> _PROBLEM DESCRIPTION_
Arrange every line of the records below as a numbered list, leaving out any blank lines.

------ PROVIDED RECORDS ------

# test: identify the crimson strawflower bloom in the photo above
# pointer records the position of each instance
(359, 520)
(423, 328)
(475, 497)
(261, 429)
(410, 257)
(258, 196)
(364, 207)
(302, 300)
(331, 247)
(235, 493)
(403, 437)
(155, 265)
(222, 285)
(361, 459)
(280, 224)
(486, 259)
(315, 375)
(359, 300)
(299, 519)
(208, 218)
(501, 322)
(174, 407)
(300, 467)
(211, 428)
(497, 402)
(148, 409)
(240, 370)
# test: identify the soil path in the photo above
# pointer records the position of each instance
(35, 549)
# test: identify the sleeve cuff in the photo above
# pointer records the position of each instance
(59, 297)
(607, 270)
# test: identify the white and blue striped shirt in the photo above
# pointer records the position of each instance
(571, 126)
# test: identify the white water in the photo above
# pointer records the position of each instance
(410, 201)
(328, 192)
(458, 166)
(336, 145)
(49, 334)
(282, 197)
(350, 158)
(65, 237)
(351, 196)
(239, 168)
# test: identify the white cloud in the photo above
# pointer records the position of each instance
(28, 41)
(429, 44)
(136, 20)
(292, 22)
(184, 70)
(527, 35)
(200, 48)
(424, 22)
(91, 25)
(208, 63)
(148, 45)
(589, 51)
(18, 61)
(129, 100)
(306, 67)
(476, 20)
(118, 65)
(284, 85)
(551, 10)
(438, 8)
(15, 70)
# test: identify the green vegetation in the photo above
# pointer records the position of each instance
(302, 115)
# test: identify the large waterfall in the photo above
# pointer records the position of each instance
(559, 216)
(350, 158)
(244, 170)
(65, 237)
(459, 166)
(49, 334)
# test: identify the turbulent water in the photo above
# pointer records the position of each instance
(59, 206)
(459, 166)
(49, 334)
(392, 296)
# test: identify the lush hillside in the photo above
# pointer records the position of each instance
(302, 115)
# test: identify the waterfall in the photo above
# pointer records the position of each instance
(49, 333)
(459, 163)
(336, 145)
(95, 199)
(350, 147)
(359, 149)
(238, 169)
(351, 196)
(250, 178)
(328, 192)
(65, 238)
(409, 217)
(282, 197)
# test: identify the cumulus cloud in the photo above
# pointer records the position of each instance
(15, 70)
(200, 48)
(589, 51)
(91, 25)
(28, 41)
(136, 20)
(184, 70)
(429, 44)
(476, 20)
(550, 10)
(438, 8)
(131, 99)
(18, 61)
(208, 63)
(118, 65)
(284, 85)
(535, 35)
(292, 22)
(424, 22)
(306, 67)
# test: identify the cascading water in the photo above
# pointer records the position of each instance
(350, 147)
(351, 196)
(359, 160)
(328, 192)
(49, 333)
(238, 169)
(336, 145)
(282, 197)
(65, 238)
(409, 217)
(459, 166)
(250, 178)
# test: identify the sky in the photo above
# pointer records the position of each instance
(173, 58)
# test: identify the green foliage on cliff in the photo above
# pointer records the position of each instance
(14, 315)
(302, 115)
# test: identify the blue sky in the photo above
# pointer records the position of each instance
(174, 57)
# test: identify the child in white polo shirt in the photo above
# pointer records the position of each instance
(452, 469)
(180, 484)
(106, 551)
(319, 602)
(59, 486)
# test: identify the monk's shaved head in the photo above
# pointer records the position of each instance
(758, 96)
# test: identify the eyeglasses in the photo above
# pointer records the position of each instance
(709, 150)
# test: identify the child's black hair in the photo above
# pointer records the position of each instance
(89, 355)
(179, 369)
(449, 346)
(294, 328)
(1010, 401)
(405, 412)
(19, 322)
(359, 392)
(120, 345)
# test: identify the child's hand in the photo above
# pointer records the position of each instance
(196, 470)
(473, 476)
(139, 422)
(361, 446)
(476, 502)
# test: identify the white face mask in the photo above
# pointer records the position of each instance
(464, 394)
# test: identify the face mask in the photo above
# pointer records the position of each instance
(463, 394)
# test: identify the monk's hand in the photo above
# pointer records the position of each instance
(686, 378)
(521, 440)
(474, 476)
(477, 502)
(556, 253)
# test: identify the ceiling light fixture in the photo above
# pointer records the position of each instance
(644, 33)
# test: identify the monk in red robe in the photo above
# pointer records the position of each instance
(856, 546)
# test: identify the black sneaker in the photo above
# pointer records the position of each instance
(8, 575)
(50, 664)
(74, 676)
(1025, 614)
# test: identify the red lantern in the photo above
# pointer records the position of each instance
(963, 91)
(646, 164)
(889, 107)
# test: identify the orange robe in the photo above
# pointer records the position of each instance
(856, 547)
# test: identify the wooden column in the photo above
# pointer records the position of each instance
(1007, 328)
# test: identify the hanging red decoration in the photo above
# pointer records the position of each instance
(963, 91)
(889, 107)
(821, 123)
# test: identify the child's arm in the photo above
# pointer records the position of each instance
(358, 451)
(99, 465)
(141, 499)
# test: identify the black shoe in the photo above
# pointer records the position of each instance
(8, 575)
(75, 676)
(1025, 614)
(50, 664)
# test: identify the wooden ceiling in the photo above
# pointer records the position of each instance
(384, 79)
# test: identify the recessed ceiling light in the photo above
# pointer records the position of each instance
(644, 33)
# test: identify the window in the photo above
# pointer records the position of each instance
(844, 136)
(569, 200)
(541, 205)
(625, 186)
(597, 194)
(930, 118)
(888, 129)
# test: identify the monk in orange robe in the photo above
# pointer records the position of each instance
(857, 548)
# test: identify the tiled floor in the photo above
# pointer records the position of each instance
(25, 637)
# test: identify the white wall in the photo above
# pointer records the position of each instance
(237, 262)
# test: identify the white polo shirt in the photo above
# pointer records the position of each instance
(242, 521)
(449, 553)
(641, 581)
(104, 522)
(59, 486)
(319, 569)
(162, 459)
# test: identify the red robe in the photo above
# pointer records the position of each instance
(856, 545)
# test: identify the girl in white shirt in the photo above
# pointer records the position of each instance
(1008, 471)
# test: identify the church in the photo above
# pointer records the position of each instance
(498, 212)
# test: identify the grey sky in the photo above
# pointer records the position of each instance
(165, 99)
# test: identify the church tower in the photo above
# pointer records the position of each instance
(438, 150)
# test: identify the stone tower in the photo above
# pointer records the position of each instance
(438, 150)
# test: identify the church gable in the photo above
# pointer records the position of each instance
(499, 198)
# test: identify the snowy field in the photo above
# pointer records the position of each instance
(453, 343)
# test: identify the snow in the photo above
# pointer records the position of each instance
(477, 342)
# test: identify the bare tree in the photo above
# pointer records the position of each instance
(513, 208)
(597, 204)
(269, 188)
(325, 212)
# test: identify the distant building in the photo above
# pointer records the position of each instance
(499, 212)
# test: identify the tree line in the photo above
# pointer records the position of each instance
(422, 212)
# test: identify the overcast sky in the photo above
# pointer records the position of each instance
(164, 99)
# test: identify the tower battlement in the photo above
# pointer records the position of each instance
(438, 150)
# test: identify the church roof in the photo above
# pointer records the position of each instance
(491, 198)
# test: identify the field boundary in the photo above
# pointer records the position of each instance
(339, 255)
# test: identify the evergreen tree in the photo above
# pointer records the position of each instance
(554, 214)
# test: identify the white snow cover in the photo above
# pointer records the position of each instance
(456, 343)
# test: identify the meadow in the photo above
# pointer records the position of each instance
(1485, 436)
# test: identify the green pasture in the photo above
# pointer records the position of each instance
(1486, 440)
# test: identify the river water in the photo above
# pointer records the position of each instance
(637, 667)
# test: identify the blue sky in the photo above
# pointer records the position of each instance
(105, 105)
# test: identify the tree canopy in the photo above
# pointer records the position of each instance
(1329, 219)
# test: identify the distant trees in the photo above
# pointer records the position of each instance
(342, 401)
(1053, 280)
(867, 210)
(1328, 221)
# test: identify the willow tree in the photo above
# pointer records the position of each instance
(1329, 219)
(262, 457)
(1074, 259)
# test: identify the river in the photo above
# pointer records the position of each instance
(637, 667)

------

> _RESULT OF THE TASK_
1. # test: identify the crimson strawflower bloom in the photo above
2. # pointer records the position of each instance
3. (359, 520)
4. (423, 328)
5. (475, 497)
6. (261, 429)
7. (410, 257)
8. (258, 196)
9. (364, 207)
10. (302, 300)
11. (331, 247)
12. (235, 493)
13. (403, 437)
14. (155, 265)
15. (222, 285)
16. (361, 459)
17. (280, 224)
18. (486, 259)
19. (315, 375)
20. (359, 300)
21. (299, 519)
22. (208, 218)
23. (501, 322)
24. (174, 407)
25. (300, 467)
26. (211, 428)
27. (497, 402)
28. (148, 409)
29. (240, 370)
30. # test: identify the soil path in the photo above
31. # pointer records the position of each instance
32. (35, 549)
33. # test: identify the sleeve cuff in the photo above
34. # pointer records the position of each instance
35. (59, 297)
36. (607, 270)
37. # test: identify the white and blue striped shirt in the photo above
38. # pointer records the position of each instance
39. (571, 126)
40. # test: identify the white water in the photo above
41. # pointer records the position of each instance
42. (410, 201)
43. (328, 192)
44. (458, 166)
45. (336, 145)
46. (49, 334)
47. (282, 197)
48. (350, 158)
49. (65, 237)
50. (351, 196)
51. (239, 168)
52. # test: identify the white cloud in the photo above
53. # pointer records the position of each instance
54. (28, 41)
55. (429, 44)
56. (136, 20)
57. (292, 22)
58. (184, 70)
59. (527, 35)
60. (200, 48)
61. (424, 22)
62. (91, 25)
63. (208, 63)
64. (148, 45)
65. (589, 51)
66. (18, 61)
67. (129, 100)
68. (306, 67)
69. (476, 20)
70. (118, 65)
71. (284, 85)
72. (551, 10)
73. (438, 8)
74. (15, 70)
75. # test: identify the green vegetation in the photo above
76. # pointer records the position of each instance
77. (302, 115)
78. # test: identify the large waterfall in the photo above
79. # pointer records the position of each instance
80. (559, 216)
81. (350, 158)
82. (244, 170)
83. (65, 237)
84. (459, 166)
85. (49, 334)
86. # test: identify the turbulent water in the photo above
87. # pointer records the position of each instance
88. (59, 206)
89. (459, 166)
90. (49, 334)
91. (392, 296)
92. # test: identify the lush hillside in the photo above
93. # pointer records the position of each instance
94. (302, 115)
95. # test: identify the waterfall in the photo above
96. # pointer records the position of each instance
97. (49, 333)
98. (459, 163)
99. (336, 145)
100. (95, 199)
101. (350, 147)
102. (359, 149)
103. (238, 169)
104. (351, 196)
105. (250, 178)
106. (328, 192)
107. (65, 238)
108. (409, 217)
109. (282, 197)
110. # test: identify the cumulus cloud in the photo above
111. # pointer records the position of each instance
112. (15, 70)
113. (200, 48)
114. (589, 51)
115. (91, 25)
116. (28, 41)
117. (136, 20)
118. (184, 70)
119. (429, 44)
120. (476, 20)
121. (550, 10)
122. (438, 8)
123. (131, 99)
124. (18, 61)
125. (208, 63)
126. (118, 65)
127. (284, 85)
128. (535, 35)
129. (292, 22)
130. (424, 22)
131. (306, 67)
132. # test: identify the cascading water in the photo above
133. # pointer records the position of each instance
134. (350, 147)
135. (351, 196)
136. (359, 160)
137. (328, 192)
138. (49, 333)
139. (238, 169)
140. (336, 145)
141. (282, 197)
142. (65, 238)
143. (409, 217)
144. (459, 166)
145. (250, 178)
146. # test: identify the sky in the photo above
147. # pointer records the position of each instance
148. (173, 58)
149. # test: identify the green foliage on cliff in the photo above
150. # pointer records the position of each instance
151. (14, 315)
152. (302, 115)
153. # test: identify the blue sky in the photo above
154. # pointer records the position of each instance
155. (174, 57)
156. # test: identify the child in white polo shirt in the photo above
157. # pointer records the position of each instance
158. (452, 469)
159. (180, 484)
160. (106, 551)
161. (319, 602)
162. (59, 486)
163. # test: identify the monk's shaved head in the photo above
164. # pointer records the position of each instance
165. (758, 96)
166. # test: identify the eyeglasses in the photo above
167. # pointer records the position of each instance
168. (709, 150)
169. # test: identify the child's black hair in the photo above
170. # pointer records the position of each instance
171. (89, 355)
172. (179, 369)
173. (449, 346)
174. (294, 328)
175. (1010, 401)
176. (405, 412)
177. (19, 322)
178. (359, 392)
179. (120, 345)
180. # test: identify the child's hand in the photo above
181. # pointer records the position of each instance
182. (196, 470)
183. (473, 476)
184. (139, 422)
185. (361, 446)
186. (476, 502)
187. # test: identify the white face mask in the photo above
188. # pointer records the position of each instance
189. (464, 394)
190. # test: identify the face mask in the photo above
191. # pointer records the position of each instance
192. (463, 394)
193. # test: identify the monk's hand in the photo above
194. # pointer records the position of each instance
195. (686, 378)
196. (521, 440)
197. (474, 476)
198. (477, 502)
199. (556, 253)
200. # test: identify the ceiling light fixture in the photo above
201. # pointer records the position of each instance
202. (644, 33)
203. # test: identify the monk in red robe in the photo above
204. # pointer records the position of each instance
205. (856, 546)
206. # test: identify the black sneaker in the photo above
207. # pointer records the position of each instance
208. (8, 575)
209. (50, 664)
210. (74, 676)
211. (1025, 614)
212. # test: identify the red lantern in the photo above
213. # pointer records the position of each instance
214. (963, 91)
215. (646, 164)
216. (889, 107)
217. # test: identify the orange robe in the photo above
218. # pointer records the position of each instance
219. (856, 547)
220. # test: identify the wooden column in the photo above
221. # pointer records the position of each instance
222. (1007, 328)
223. # test: identify the hanging red decoration in the photo above
224. # pointer records the position of each instance
225. (963, 91)
226. (889, 107)
227. (821, 123)
228. # test: identify the child's arm in the photo above
229. # pointer records the position of each instance
230. (358, 451)
231. (99, 465)
232. (141, 499)
233. # test: identify the black shoe in the photo above
234. # pointer records the position of each instance
235. (8, 575)
236. (75, 676)
237. (1025, 614)
238. (50, 664)
239. # test: identify the wooden ceiling in the photo above
240. # pointer records the position of each instance
241. (384, 79)
242. # test: identify the recessed ceiling light in the photo above
243. # pointer records the position of each instance
244. (644, 33)
245. # test: identify the window in the photo above
246. # pointer records the position of each instance
247. (844, 136)
248. (569, 200)
249. (541, 205)
250. (625, 186)
251. (597, 194)
252. (930, 118)
253. (888, 129)
254. # test: identify the monk in orange robe in the photo above
255. # pointer records the position of each instance
256. (857, 548)
257. # test: identify the tiled floor in the photo above
258. # pointer records the position of each instance
259. (25, 637)
260. # test: identify the white wall in the photo above
261. # pointer records the position of each instance
262. (237, 262)
263. # test: identify the white polo shirt in the photo above
264. # pointer records the position of each instance
265. (242, 521)
266. (449, 553)
267. (641, 581)
268. (104, 522)
269. (59, 486)
270. (319, 569)
271. (162, 459)
272. # test: identify the red robe in the photo above
273. # pointer records the position of each instance
274. (856, 545)
275. # test: identify the girl in white shirt in the photo above
276. # pointer records the position of each instance
277. (1008, 471)
278. # test: identify the church in the photo above
279. # pointer records the position of each instance
280. (498, 212)
281. # test: identify the grey sky in the photo above
282. # pointer records the position of each instance
283. (165, 99)
284. # test: identify the church tower in the photo above
285. # pointer records the position of each instance
286. (438, 150)
287. # test: identify the stone tower in the photo above
288. # pointer records the position of each instance
289. (438, 150)
290. # test: identify the church gable in the photo above
291. # pointer records the position of each instance
292. (499, 198)
293. # test: identify the snowy field in the photo above
294. # pointer records the position of each instance
295. (453, 343)
296. # test: identify the snow in the photo above
297. # pointer records the position of each instance
298. (477, 342)
299. # test: identify the bare tree in the photo above
300. # pointer records the position of each instance
301. (513, 208)
302. (597, 204)
303. (269, 188)
304. (325, 212)
305. # test: identify the distant building in the photo above
306. # pointer records the position of each instance
307. (499, 212)
308. # test: identify the tree line in the photo above
309. # pointer records the position of each instance
310. (422, 212)
311. # test: identify the overcast sky in the photo above
312. # pointer records the position of each instance
313. (164, 99)
314. # test: identify the tower battlement in the photo above
315. # pointer records the position of each instance
316. (438, 150)
317. # test: identify the church roof in the photo above
318. # pointer records the position of each instance
319. (491, 198)
320. # test: identify the field boundary in the photo above
321. # pointer records the position of each instance
322. (339, 255)
323. # test: identify the evergreen tree in the photo above
324. # pointer records the position of each instance
325. (554, 214)
326. # test: identify the white snow cover in the photo above
327. # pointer records the position of each instance
328. (456, 343)
329. # test: identify the meadow in the photo above
330. # pointer records the position of each instance
331. (1485, 436)
332. # test: identify the green pasture in the photo above
333. # pointer records the position of each instance
334. (1486, 440)
335. # test: identify the river water in the photo above
336. # pointer records the position of each instance
337. (637, 667)
338. # test: identify the blue sky in the photo above
339. # pointer records the position of each instance
340. (105, 105)
341. # test: identify the tree canopy in the photo above
342. # pointer records the position of each instance
343. (1329, 219)
344. # test: identify the distant trees in the photo above
345. # pointer records the position of each instance
346. (342, 401)
347. (1053, 280)
348. (867, 210)
349. (1328, 221)
350. # test: identify the willow tree in the photo above
351. # pointer records the position of each instance
352. (1329, 219)
353. (262, 457)
354. (1074, 259)
355. # test: identify the river in the photo above
356. # pointer records the position of each instance
357. (637, 667)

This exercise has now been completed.